Education and research advocates in the European Union have dedicated millions of euros to a series of government programmes aimed at boosting job security and well-being for early-career scientists. By establishing an EU-wide database for tracking career progression, providing universities with incentives to develop policies that support their employees and working with industry to form partnerships, EU member states hope to staunch the flood of scientists seeking opportunities elsewhere.
In response to a widespread brain drain, the Council of the European Union agreed in May 2021 to prioritize working conditions for junior scientists, who face job insecurity, precarious funding and discrimination, bullying and harassment. Last year, attendees at a policy conference in Brussels began drafting a manifesto to highlight possible resolutions. That document was released last September and was presented to research commissioner Mariya Gabriel on 10 January.
Through a spokesperson, Gabriel says that the EU urgently needs to work with member states, universities, research organizations and industry to ensure that it can continue to recruit and retain researchers.

* [WRITTEN REQUEST 1]:
Answer these questions from the passage on early-career scientists in the EU:
(a) When did the Council of the European Union agree to prioritize working conditions for junior scientists?
(b) In which city was the policy conference held?
(c) To whom was the manifesto presented, and on what date?
* [WRITTEN REQUEST 2]:
Decide whether each statement agrees with the passage on early-career scientists in the EU. Answer yes or no, and quote the words from the passage that decide it.
(a) The manifesto was released last September.
(b) The planned EU-wide database is meant to track researchers' salaries.
(c) Gabriel's comments were given through a spokesperson.
* [WRITTEN REQUEST 3]: According to the passage on early-career scientists in the EU, Gabriel says the EU urgently needs to work with certain parties. List all of them.
The listing that comes next is separate from the passage on early-career scientists.

* [Records from a data source]:

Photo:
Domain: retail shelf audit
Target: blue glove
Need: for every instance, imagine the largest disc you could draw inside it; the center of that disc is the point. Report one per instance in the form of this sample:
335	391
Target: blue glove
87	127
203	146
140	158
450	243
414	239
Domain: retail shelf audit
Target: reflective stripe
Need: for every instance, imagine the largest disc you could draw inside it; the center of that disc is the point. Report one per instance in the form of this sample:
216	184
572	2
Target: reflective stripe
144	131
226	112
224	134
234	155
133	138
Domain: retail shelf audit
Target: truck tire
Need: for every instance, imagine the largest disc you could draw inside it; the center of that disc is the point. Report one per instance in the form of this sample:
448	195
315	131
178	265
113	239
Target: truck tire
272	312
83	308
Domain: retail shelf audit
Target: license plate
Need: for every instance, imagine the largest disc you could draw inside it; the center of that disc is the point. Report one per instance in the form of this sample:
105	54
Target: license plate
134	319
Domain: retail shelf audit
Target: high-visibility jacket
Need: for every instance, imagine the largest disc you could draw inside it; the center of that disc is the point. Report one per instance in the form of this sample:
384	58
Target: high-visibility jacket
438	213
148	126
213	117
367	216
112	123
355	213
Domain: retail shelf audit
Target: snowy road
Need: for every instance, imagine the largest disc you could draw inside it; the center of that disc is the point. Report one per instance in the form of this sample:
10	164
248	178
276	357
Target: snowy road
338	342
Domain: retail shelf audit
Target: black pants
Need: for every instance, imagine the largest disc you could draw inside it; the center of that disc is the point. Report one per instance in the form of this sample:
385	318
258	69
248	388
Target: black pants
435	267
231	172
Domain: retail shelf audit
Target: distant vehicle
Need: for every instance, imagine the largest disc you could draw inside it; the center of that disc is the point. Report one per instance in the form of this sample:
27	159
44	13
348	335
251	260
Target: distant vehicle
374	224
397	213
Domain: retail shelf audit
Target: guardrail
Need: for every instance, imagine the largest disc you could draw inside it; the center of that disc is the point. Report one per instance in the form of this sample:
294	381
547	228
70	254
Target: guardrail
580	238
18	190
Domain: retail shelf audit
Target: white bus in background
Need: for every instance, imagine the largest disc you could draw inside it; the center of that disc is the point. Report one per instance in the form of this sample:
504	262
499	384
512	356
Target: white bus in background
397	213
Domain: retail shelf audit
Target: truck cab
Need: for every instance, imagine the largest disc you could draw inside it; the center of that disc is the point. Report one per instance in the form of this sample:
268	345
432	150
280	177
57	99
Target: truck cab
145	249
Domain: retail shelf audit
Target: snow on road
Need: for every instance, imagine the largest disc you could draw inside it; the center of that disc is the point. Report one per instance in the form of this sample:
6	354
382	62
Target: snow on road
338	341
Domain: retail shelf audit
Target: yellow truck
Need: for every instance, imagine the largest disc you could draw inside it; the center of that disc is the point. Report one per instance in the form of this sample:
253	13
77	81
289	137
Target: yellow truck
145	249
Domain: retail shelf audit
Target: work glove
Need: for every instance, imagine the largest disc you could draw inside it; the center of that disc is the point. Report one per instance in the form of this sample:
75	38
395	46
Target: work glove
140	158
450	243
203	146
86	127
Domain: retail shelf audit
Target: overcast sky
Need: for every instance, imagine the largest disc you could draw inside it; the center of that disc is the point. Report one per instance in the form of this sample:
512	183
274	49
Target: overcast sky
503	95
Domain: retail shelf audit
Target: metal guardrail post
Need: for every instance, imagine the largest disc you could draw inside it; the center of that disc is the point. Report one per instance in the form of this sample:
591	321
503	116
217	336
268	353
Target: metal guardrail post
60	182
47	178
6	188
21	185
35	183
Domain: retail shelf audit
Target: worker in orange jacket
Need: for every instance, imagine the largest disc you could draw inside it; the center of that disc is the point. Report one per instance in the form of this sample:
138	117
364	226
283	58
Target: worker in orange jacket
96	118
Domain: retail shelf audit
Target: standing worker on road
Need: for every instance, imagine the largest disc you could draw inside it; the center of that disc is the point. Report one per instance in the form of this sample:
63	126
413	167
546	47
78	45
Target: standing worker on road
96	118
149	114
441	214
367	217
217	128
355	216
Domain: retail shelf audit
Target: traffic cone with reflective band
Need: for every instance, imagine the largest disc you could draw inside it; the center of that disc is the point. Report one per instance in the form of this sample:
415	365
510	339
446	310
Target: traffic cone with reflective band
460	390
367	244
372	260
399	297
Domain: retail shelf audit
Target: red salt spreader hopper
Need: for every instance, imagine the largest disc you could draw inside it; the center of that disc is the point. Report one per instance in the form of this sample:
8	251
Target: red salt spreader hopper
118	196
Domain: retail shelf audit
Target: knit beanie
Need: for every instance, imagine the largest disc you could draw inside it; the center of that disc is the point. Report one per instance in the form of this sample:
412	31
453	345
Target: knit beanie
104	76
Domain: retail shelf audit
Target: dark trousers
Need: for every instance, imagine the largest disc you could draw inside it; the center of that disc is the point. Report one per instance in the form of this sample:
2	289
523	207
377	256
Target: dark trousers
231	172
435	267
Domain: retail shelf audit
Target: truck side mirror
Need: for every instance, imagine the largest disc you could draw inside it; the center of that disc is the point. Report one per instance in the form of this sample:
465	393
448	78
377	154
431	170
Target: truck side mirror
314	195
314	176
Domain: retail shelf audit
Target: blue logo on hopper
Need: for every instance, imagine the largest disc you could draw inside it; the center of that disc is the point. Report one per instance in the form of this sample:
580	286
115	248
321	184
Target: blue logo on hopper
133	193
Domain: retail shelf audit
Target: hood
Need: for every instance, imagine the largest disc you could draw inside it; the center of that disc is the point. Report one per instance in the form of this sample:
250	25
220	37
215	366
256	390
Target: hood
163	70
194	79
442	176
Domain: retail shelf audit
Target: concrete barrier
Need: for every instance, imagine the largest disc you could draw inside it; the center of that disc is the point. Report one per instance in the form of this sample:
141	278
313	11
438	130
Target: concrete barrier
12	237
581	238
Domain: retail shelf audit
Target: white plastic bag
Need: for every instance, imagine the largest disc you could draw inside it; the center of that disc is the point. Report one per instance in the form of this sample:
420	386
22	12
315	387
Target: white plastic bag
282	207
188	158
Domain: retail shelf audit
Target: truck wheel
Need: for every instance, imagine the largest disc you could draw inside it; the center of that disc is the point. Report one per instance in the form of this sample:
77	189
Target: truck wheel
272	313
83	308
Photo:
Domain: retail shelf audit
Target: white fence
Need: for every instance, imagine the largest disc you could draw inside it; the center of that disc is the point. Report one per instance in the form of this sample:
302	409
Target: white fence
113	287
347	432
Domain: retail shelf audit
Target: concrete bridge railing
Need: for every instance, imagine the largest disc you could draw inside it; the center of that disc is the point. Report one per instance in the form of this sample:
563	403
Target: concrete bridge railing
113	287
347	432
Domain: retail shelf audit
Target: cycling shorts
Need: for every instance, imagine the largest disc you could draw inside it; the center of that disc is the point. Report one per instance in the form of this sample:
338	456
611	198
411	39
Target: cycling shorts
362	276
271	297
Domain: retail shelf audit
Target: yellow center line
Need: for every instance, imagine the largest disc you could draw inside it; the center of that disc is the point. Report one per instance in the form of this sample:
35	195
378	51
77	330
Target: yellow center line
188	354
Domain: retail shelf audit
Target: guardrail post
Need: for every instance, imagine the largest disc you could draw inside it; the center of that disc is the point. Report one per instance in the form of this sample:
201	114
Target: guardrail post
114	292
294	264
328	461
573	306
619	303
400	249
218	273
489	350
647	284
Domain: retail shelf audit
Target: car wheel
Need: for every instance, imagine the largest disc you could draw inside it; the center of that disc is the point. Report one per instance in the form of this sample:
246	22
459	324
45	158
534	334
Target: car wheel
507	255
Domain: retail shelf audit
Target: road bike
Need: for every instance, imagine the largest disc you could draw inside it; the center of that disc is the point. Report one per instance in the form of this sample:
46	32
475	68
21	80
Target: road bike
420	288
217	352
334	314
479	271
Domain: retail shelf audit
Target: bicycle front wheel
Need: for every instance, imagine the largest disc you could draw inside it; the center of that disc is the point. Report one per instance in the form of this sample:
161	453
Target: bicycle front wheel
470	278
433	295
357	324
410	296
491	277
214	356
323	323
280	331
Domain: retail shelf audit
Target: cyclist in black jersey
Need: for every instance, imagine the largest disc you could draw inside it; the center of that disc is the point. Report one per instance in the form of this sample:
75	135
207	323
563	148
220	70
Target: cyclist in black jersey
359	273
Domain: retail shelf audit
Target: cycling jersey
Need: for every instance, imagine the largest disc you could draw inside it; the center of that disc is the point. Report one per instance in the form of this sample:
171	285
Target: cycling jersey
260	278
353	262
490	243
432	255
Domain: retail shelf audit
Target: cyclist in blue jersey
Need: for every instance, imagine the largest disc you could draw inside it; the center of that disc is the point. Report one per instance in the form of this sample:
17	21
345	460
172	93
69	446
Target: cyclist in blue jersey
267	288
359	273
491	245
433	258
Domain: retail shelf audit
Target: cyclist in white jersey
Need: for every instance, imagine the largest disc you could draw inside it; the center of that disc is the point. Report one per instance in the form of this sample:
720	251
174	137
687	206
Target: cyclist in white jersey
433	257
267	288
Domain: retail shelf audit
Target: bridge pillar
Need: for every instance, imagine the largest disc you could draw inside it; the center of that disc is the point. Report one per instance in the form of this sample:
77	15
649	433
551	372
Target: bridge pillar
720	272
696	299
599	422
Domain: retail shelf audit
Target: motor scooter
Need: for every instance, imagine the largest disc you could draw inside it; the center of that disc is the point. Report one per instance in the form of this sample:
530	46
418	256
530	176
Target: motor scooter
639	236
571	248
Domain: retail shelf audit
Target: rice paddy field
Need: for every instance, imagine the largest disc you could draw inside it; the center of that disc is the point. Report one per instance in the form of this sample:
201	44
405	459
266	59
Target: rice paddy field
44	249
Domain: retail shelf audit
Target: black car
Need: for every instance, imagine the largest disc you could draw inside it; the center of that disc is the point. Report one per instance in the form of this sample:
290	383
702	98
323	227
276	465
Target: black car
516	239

* [WORKED SOLUTION 1]:
(a) May 2021
(b) Brussels
(c) Research commissioner Mariya Gabriel, on 10 January

* [WORKED SOLUTION 2]:
(a) Yes: "That document was released last September"
(b) No: "an EU-wide database for tracking career progression"
(c) Yes: "Through a spokesperson, Gabriel says"

* [WORKED SOLUTION 3]: Member states, universities, research organizations, industry